→ Task objective:
Reproduce each entry below in full, exactly as it was given.

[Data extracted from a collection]
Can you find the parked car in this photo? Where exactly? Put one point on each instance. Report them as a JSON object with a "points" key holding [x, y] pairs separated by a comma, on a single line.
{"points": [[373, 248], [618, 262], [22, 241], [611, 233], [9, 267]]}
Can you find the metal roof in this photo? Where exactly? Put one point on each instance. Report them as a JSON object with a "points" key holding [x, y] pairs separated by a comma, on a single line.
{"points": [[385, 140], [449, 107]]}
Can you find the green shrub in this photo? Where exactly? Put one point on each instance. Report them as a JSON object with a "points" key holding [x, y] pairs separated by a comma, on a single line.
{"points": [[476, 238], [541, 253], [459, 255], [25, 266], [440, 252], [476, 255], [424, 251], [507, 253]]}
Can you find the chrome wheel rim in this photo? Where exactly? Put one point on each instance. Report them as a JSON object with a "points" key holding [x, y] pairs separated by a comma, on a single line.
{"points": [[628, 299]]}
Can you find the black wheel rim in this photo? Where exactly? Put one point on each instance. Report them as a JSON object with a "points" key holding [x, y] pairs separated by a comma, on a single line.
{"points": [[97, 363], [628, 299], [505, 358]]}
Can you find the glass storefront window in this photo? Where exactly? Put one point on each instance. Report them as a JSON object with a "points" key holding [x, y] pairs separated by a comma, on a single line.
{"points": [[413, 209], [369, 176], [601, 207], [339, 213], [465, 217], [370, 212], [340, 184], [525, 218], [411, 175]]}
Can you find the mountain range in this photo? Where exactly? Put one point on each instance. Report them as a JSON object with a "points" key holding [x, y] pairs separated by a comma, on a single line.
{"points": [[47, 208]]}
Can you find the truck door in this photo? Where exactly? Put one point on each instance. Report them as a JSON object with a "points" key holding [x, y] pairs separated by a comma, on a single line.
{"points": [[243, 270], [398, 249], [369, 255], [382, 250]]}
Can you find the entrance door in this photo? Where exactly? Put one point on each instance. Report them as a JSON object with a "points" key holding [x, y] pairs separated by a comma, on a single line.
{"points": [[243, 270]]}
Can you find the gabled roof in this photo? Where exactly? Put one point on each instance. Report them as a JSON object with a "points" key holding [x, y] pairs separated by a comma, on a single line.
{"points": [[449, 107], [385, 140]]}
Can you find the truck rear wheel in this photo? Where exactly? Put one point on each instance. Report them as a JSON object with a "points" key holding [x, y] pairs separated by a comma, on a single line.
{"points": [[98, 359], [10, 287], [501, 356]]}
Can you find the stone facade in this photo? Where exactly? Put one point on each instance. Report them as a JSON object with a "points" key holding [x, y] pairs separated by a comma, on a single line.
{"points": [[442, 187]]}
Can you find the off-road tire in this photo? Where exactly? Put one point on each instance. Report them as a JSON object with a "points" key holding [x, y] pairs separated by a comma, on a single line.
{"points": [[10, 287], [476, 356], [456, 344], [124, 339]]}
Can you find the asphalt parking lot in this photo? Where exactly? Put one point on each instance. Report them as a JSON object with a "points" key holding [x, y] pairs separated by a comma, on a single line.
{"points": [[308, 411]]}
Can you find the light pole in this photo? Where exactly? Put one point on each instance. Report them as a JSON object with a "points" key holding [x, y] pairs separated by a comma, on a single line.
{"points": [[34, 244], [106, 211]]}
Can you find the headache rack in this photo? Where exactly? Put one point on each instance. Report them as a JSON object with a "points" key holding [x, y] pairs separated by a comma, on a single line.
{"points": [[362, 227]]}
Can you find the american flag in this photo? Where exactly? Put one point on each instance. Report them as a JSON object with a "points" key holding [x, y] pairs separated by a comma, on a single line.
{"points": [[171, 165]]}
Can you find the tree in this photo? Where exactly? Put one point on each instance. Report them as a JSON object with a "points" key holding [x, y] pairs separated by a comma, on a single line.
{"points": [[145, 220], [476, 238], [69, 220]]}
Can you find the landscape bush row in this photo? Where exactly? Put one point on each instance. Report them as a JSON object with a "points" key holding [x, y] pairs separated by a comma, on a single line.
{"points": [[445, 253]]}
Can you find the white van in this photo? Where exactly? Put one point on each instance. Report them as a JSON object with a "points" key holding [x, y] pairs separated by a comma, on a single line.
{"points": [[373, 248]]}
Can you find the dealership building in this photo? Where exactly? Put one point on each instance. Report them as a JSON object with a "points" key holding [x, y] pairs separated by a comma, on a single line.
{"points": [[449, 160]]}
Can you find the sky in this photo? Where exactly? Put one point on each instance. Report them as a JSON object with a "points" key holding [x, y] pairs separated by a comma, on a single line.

→ Answer to the problem:
Can you find the parked car in this photo? Where exactly? Put one point on each instance. Report them as a JSON object with a "points" key holding [x, y] pairs separated by a comma, on a single line.
{"points": [[373, 248], [618, 262], [22, 241], [611, 233], [9, 267]]}
Can you find the metal roof in this photo? Where exactly? Put one point on each instance. Report them as a JSON object with a "points" key holding [x, y] pairs separated by a comma, on a single line.
{"points": [[385, 140], [449, 107]]}
Can you find the green shrub in this photo? Where exactly? Put one point on each instance. Report them as a JSON object with a "points" key holding [x, y] pairs separated by a comma, on a single line.
{"points": [[476, 238], [541, 253], [459, 255], [25, 266], [440, 252], [476, 255], [424, 251], [507, 253]]}
Can you find the chrome wheel rim in this photo? Where exactly? Put one point on each instance. Report them as a JSON object with a "points" key holding [x, y] pairs separated by a comma, on a single line.
{"points": [[628, 299]]}
Can you find the black wheel rim in this photo? Where exactly? Put one point on each instance. Report them as a JSON object with a "points" key holding [x, y] pairs separated by a comma, on a single line.
{"points": [[97, 363], [628, 299], [505, 358]]}
Can you find the glass storefront window in this photo? Where exactly? Put one point on each instance. Report them as a JSON object with a "points" key holding [x, y] pairs separated by a comma, on a single line.
{"points": [[413, 209], [369, 176], [601, 207], [339, 213], [465, 217], [370, 212], [340, 184], [525, 218], [411, 175]]}
Can you find the mountain range in this photo? Where exactly? Put one point on each instance. Report them as a JSON object with a "points" key holding [x, y] pairs separated by a comma, on a single line.
{"points": [[47, 208]]}
Can you find the truck door in this photo? Where exactly? Put one point on each instance. Report them as a JSON object with a "points" key holding [x, y] pairs separated by a comma, on a single line.
{"points": [[243, 270], [398, 249], [369, 255], [382, 250]]}
Can you find the entrance door in this photo? Where exactly? Put one point on each instance. Report them as a JSON object with a "points" key holding [x, y] pairs separated by a comma, on a single line.
{"points": [[243, 270]]}
Can you find the gabled roof in this photo? Where exactly? Put one point on each instance. Report them as a JSON object with a "points" key holding [x, y] pairs separated by a comma, on a single line.
{"points": [[449, 107], [385, 140]]}
Can you find the truck rear wheel in this photo? Where exactly? Put one point on each instance. Report them as a JSON object with a "points" key holding [x, y] pairs separated by a comma, on a single line.
{"points": [[98, 359], [10, 287], [501, 356]]}
Can you find the stone facade in this photo? Where exactly? Put one point on each instance. Report them as a JSON object with a "points" key holding [x, y] pairs separated by a comma, on a single line.
{"points": [[442, 187]]}
Can you find the off-road tire in this photo? Where exactly? Put one point on each instance. Report them as a JSON object with a "points" key holding [x, y] pairs separated by a comma, on a single line.
{"points": [[10, 287], [476, 356], [456, 344], [124, 339]]}
Can you find the asphalt parking lot in this photo? Where exactly? Put one point on each instance. Report them as a JSON object with a "points" key holding [x, y] pairs separated by a comma, on a single line.
{"points": [[308, 411]]}
Can you find the light pole in this photo? Where exactly? Put one point on each instance. Report them as a JSON object with a "points" key holding [x, y] pairs separated by a comma, on a single line.
{"points": [[34, 244], [106, 211]]}
Can you find the headache rack in this photo? Where exactly? Put one point on each instance. Report them as a JSON object with a "points" key holding [x, y] pairs separated by a comma, on a single line.
{"points": [[362, 227]]}
Can you find the american flag in this photo? Where exactly? Put one point on each instance. Report them as a JSON object with a "points" key holding [x, y] pairs separated by a comma, on a single line.
{"points": [[171, 165]]}
Can you find the tree in this photo? Where exactly? Put one point on each instance. Report them as a JSON object with a "points" key holding [x, y] pairs separated by a comma, on a single line.
{"points": [[145, 220], [476, 238], [69, 220]]}
Can you find the landscape bush row in this photo? Where exactly? Put one point on each instance. Report them as a JSON object with a "points" key holding [x, y] pairs separated by a comma, on a single line.
{"points": [[445, 253]]}
Can you find the white van in this photo? Where exactly? Put one point on each instance. Report them as a JSON object with a "points" key holding [x, y] pairs separated by a comma, on a single line.
{"points": [[373, 248]]}
Can you find the dealership building in this photo? Where exactly? Put one point on each instance. Report them as a JSON object with a "points" key holding [x, y] pairs separated by a comma, on a single line.
{"points": [[449, 160]]}
Can you find the sky in this photo? Where exactly? Put one point on each instance. Report them as a JSON object with a "points" key holding [x, y] pairs separated by a comma, on a single line.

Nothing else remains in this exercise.